USS Guardian grounded on coral reef with tug removing fuel and wastewater.

SULU SEA (Jan. 28, 2013) The U.S. Navy contracted Malaysian tug Vos Apollo removes petroleum-based products and human wastewater from the mine countermeasure ship USS Guardian (MCM 5), which ran aground on the Tubbataha Reef in the Sulu Sea on Jan. 17. No fuel has leaked since the grounding and all of the approximately 15,000 gallons on board Guardian was safely transferred to Vos Apollo during two days of controlled de-fueling operations on Jan. 24 and Jan. 25. The grounding and subsequent heavy waves hitting Guardian have caused severe damage, leading the Navy to determine the 23-year old ship is beyond economical repair and is a complete loss. With the deteriorating integrity of the ship, the weight involved, and where it has grounded on the reef, dismantling the ship in sections is the only supportable salvage option. Since Guardian’s grounding, the Navy has been working meticulously to salvage any reusable equipment, retrieve the crew’s personal effects, and remove any potentially harmful materials. The U.S. Navy continues to work in close cooperation with the Philippine Coast Guard and Navy to safely dismantle Guardian from the reef while minimizing environmental effects. (U.S. Navy)

(Data items)

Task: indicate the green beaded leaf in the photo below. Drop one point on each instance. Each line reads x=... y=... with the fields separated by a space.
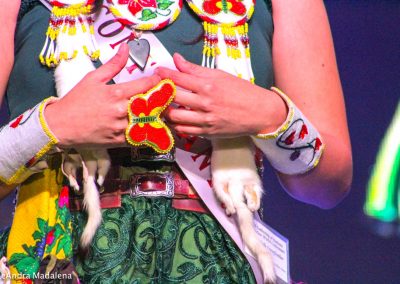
x=28 y=265
x=42 y=224
x=147 y=14
x=164 y=4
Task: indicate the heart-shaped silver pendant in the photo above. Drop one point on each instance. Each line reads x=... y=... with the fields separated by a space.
x=139 y=51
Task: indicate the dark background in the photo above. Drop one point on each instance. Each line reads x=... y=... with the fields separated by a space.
x=337 y=246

## TASKS FOR THIS EXERCISE
1. Decide whether each statement agrees with the USS Guardian text, answering yes or no and quoting the words that settle it: (a) Some fuel leaked from the ship after it ran aground. (b) The fuel was moved off the ship over two days. (c) The Navy plans to pull the ship off the reef in one piece.
2. List every calendar date given in the USS Guardian text, in the order they appear.
Rely only on the text when you answer.

## TASK RESULTS
1.
(a) No: "No fuel has leaked since the grounding"
(b) Yes: "during two days of controlled de-fueling operations on Jan. 24 and Jan. 25"
(c) No: "dismantling the ship in sections is the only supportable salvage option"

2.
Jan. 28, 2013
Jan. 17
Jan. 24
Jan. 25